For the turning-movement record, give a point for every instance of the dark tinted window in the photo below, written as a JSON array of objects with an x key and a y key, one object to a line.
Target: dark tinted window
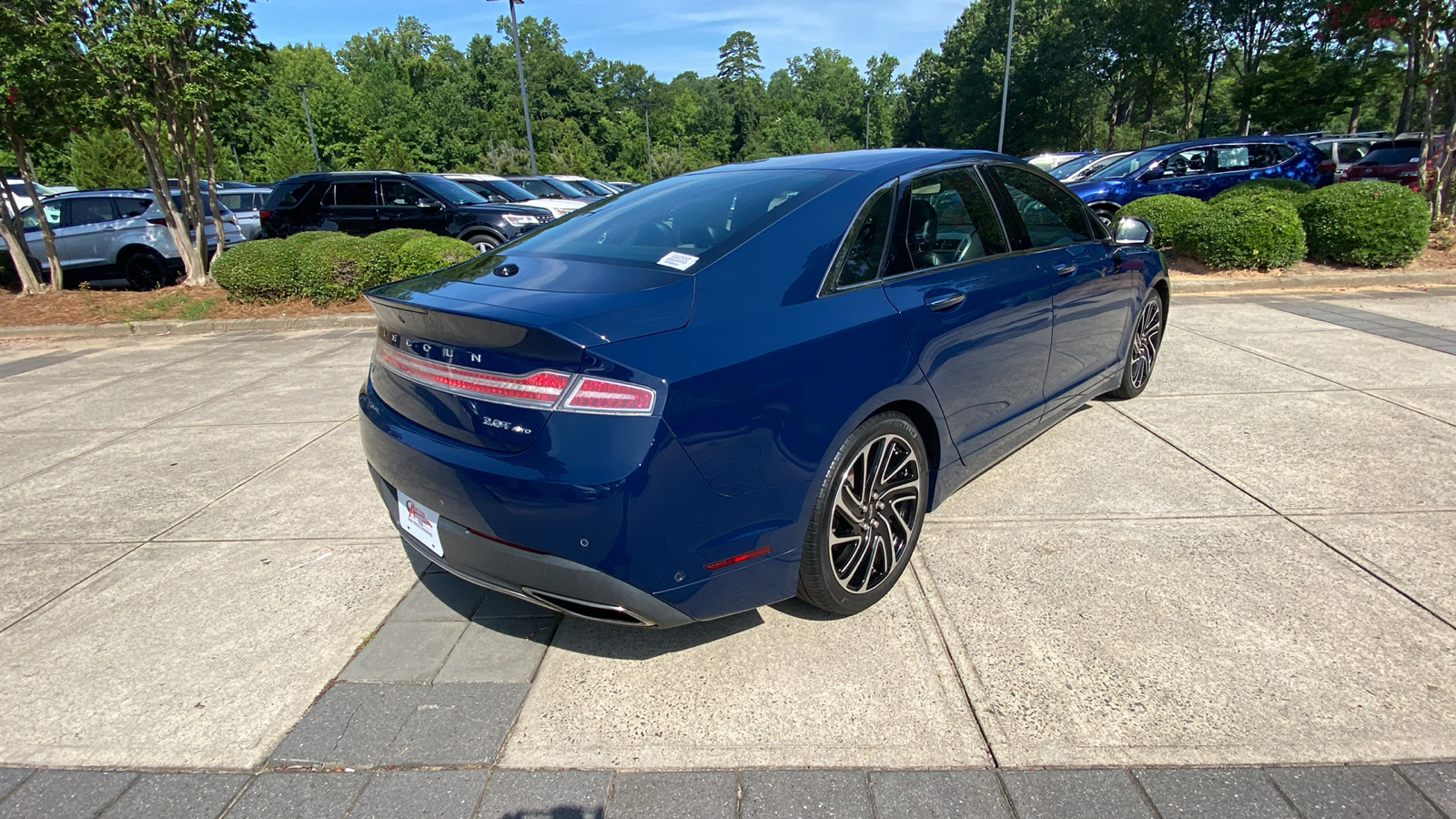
[
  {"x": 399, "y": 193},
  {"x": 351, "y": 194},
  {"x": 1052, "y": 215},
  {"x": 1128, "y": 165},
  {"x": 290, "y": 194},
  {"x": 449, "y": 189},
  {"x": 1392, "y": 157},
  {"x": 89, "y": 210},
  {"x": 1351, "y": 152},
  {"x": 677, "y": 222},
  {"x": 859, "y": 258},
  {"x": 951, "y": 220},
  {"x": 130, "y": 207}
]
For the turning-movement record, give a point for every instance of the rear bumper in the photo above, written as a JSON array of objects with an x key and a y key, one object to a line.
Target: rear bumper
[
  {"x": 599, "y": 513},
  {"x": 542, "y": 579}
]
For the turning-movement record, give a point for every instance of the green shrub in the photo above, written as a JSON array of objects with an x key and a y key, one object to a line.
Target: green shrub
[
  {"x": 339, "y": 267},
  {"x": 262, "y": 270},
  {"x": 430, "y": 254},
  {"x": 1366, "y": 223},
  {"x": 1289, "y": 191},
  {"x": 395, "y": 238},
  {"x": 1244, "y": 232},
  {"x": 1167, "y": 213},
  {"x": 308, "y": 237}
]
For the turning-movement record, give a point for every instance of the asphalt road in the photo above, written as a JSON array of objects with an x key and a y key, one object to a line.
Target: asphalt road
[{"x": 1251, "y": 564}]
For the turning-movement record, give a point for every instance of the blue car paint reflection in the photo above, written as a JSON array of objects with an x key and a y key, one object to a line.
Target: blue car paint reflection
[
  {"x": 1154, "y": 175},
  {"x": 759, "y": 368}
]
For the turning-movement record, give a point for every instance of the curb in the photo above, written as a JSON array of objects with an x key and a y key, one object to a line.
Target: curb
[
  {"x": 1198, "y": 286},
  {"x": 165, "y": 327}
]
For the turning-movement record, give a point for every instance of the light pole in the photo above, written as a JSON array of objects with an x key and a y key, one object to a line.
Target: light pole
[
  {"x": 521, "y": 73},
  {"x": 1011, "y": 26},
  {"x": 308, "y": 118}
]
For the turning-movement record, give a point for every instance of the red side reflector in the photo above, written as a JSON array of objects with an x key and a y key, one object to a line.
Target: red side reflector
[
  {"x": 740, "y": 559},
  {"x": 599, "y": 395},
  {"x": 492, "y": 538}
]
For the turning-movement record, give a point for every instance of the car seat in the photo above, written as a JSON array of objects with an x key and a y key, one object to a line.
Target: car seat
[{"x": 924, "y": 228}]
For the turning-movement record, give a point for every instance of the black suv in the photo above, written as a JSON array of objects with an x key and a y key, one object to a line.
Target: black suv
[{"x": 369, "y": 201}]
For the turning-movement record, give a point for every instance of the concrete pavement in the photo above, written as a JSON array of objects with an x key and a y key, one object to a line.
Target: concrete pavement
[{"x": 1251, "y": 564}]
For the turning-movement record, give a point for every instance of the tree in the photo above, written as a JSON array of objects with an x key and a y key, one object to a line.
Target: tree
[
  {"x": 880, "y": 92},
  {"x": 106, "y": 157},
  {"x": 167, "y": 66},
  {"x": 40, "y": 85},
  {"x": 739, "y": 66}
]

WHAT THIS TASK INVOLVES:
Repeat every one of the records above word for word, leaving out the picture.

CORRECT ANSWER:
For the turning-movement record, give a point for every instance of the dark tinted window in the photo below, written as a JSON array of objects with an x key and a y key, one object to a line.
Target: dark tinted window
[
  {"x": 399, "y": 193},
  {"x": 351, "y": 194},
  {"x": 1052, "y": 215},
  {"x": 1128, "y": 165},
  {"x": 290, "y": 194},
  {"x": 449, "y": 189},
  {"x": 1392, "y": 157},
  {"x": 89, "y": 210},
  {"x": 1351, "y": 152},
  {"x": 677, "y": 222},
  {"x": 859, "y": 258},
  {"x": 951, "y": 220},
  {"x": 130, "y": 207}
]
For the turning-movement record, give a point for every instance of the rear bumper in the photo above, written as a JSON array of objects with an x key and a y key, one object to a line.
Target: rear bumper
[
  {"x": 599, "y": 513},
  {"x": 542, "y": 579}
]
For the turning-movement record, give a point for every instance of the green shrub in the photo above, written as a JSON array of objects with an x key and a y key, one object to a line.
Target: green shrub
[
  {"x": 339, "y": 267},
  {"x": 262, "y": 270},
  {"x": 430, "y": 254},
  {"x": 1366, "y": 223},
  {"x": 1289, "y": 191},
  {"x": 395, "y": 238},
  {"x": 1244, "y": 232},
  {"x": 1167, "y": 213},
  {"x": 308, "y": 237}
]
For the turning-movement record, give a point for every instance of the asphalt road in the photo above, written as a JSON array of objects with an x key and a y key, one object to a line.
Target: asphalt road
[{"x": 1251, "y": 564}]
For the turning-movement record, give a point for every instance of the blue car paint reflection in the photo above, written as a JSON array of objects with an x key and a y key, one object to a line.
Target: blue car paint reflection
[
  {"x": 1154, "y": 175},
  {"x": 759, "y": 368}
]
For the turning-movement record, give a point for every instance of the curb in the photo above, written as a JSON array of objects with an x key and a y key, one object to a line.
Target: curb
[
  {"x": 1198, "y": 286},
  {"x": 165, "y": 327}
]
For the turning-movement record, give a point for every instance of the light pole in the photo above, written as a JSON array of objects with an x key and a y key, one object to a line.
Target: light pole
[
  {"x": 521, "y": 73},
  {"x": 1011, "y": 26},
  {"x": 308, "y": 118}
]
For the turning-movement record, give a point for every instance of the red side reflector in the photo above, written as a JSON array of objects with an x key and a y key, one object to a line.
Target: red side reflector
[
  {"x": 740, "y": 559},
  {"x": 599, "y": 395},
  {"x": 492, "y": 538}
]
For the turning-movement record, give a point for every instance of the car seat in the photo above, written as a JSON array of objects with an x key and a y key, one object to a line.
Target: car seat
[{"x": 924, "y": 228}]
For the turning-movement record, give a point for every instance of the black suv in the photo above, written as a JSON array of objects with an x key and a y key, one object to a line.
Target: black suv
[{"x": 369, "y": 201}]
For the turning-movement record, give a point for every instance of the concrete pavement in the photo above, written as a JSON array of objects with an x key and a y key, one object to a line.
Target: concrete pavement
[{"x": 1251, "y": 564}]
For the turning-movement record, give a point for every instance of the tree in the photo above, written as a JSON array of objects with an x key and a y key, one object to a line.
Target: tree
[
  {"x": 880, "y": 92},
  {"x": 106, "y": 157},
  {"x": 167, "y": 66},
  {"x": 40, "y": 85},
  {"x": 739, "y": 66}
]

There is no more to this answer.